READING TEXT:
|---|
The rust jacked lintel expanded pretty good...not only up, but out as well. The shift in the brickwork remains stable so I won't be messing with that other than full depth crack repair and full re-pointing which will help in the disguise.


----------



## tjbnwi (Feb 24, 2009)

Perfect job for the Abortech AS-170.

Tom


----------



## superseal (Feb 4, 2009)

As you can see, they used timber as the interior wythe header and the through wall flashing consisting of heavy gauge galvanized. They should have run it down to the steel lintel, end dammed and weep holed it, but that's not the way they did it back in the day.

No matter, I'll be flashing it up with copper fabric and Protecto and tucking it under the existing galvy, which once again, appears to be in rather good shape for it's age. I've ripped many of these homes apart in the past and am always surprised at the good condition of the galvanized steel, albeit, it is quite a heavy gauge.


----------



## superseal (Feb 4, 2009)

tjbnwi said:


> Perfect job for the Abortech AS-170.
> 
> Tom


Mine has been sitting on the shelf for too long...my low impact pneumatics and homemade shaped chisels will run circles around it salvaging every brick.

For a geewhiz, it's a damn shame it doesn't see more action...it is a great tool however when truly needed.


----------



## tjbnwi (Feb 24, 2009)

If you're referring to Protecto Wrap, I'll suggest to you either Vycor Pro or 3M 8067. 

https://www.3m.com/3M/en_US/company...lashing-Tape-8067?N=5002385+3293242746&rt=rud

https://www.homedepot.com/p/Grace-4...ully-Adhered-Butyl-Flashing-5003629/206090956

I find both far superior to Protect Wrap. 

There is a leaning curve to handling either.
|---|
SET TASK 1: Repeat word for word the passage of the lintel repair thread that begins with the words containing "Mine has been" and ends with "salvaging every brick.".
SET TASK 2: Write the next part of the forum thread on lintel and brickwork repair, picking up after its final post.

LISTED ENTRIES:
|---|
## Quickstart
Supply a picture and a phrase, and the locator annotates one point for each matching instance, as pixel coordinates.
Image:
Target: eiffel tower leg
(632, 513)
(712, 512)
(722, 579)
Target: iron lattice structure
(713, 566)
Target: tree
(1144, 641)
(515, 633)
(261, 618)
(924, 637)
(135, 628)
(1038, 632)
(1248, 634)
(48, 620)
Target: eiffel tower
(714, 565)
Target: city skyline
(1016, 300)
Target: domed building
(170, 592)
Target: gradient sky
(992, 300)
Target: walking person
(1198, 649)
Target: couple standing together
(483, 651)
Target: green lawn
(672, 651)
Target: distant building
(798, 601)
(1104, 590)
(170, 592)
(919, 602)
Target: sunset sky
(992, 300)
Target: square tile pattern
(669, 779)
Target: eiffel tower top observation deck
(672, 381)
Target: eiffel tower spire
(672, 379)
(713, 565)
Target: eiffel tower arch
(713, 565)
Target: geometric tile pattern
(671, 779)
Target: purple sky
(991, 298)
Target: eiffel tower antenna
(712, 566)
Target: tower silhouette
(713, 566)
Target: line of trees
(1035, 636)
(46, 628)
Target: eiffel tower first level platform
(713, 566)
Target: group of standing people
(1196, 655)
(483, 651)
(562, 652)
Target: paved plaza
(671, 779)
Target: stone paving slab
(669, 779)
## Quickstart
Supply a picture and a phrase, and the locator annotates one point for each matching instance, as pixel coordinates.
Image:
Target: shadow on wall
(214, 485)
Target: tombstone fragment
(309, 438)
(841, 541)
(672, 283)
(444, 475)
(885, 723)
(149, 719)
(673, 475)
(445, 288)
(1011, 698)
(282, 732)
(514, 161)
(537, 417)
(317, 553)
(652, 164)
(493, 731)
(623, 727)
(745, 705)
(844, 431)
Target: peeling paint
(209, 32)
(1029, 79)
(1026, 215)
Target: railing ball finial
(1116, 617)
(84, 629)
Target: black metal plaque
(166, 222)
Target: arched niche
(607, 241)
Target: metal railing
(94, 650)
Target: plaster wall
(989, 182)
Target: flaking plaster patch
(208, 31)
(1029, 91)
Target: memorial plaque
|---|
EXERCISE OUTPUT 1:
Mine has been sitting on the shelf for too long...my low impact pneumatics and homemade shaped chisels will run circles around it salvaging every brick.

EXERCISE OUTPUT 2:
Tom


----------



## superseal (Feb 4, 2009)

I've been using a lot of DuPont tape...I love that stuff and can get it from J&L, gotta love 3M i'm sure, Grace I adore, but it's just a pain in the arse trying to find it locally. Protecto is alright, I like the thickness but cold weather adhesion suffers. Once bonded however, try getting it off. 

Yesterday, we had a Nor'easter storm that didn't let up until noon today...very damp still. The protecto did not want to stick to the wood header but it sure a chit stuck to the copper laminate.

I get what your saying though...


----------



## RacinMason (Oct 26, 2017)

tjbnwi said:


> Perfect job for the Abortech AS-170.
> 
> Tom


It is a very nice tool, but this small of a job really doesn't require it. Those brick probably fell out on their own!


----------



## Windycity (Oct 3, 2015)

Nice repair! Looks good


Sent from my iPhone using Tapatalk


----------



## superseal (Feb 4, 2009)

Back at the lintel job after I cleaned the wall and helped my nephew for a few days...I soaked it pretty good during the cleaning and facing North with the cooler temps, it took a few days to dry out. 

A full saw-cut wasn't in the budget for this job so I'll be using the flush method of re-pointing to match the rest of the house. 

This is a tough brick to point, rough edges everywhere and different size joints...I call it roller coaster brick...you gotta become one with your slicker and just ride over the bumps and bruises if you want to make any time...and money for that matter. I corrected a lot of holes and big chips in the brick using rainbow dye to match, you'll barley even notice where I did it. 

Getting dark early these days...


----------



## jomama (Oct 25, 2008)

Nice work as always! :thumbup:

I wish I could find someone of your caliber in my area, I constantly get calls for brick pointing/repair that I don't want to do, but don't feel confident in anyone in the area to give a referral. Keep up the good work!


----------



## cedarboarder (Mar 30, 2015)

Ya, that looks great. quite the job.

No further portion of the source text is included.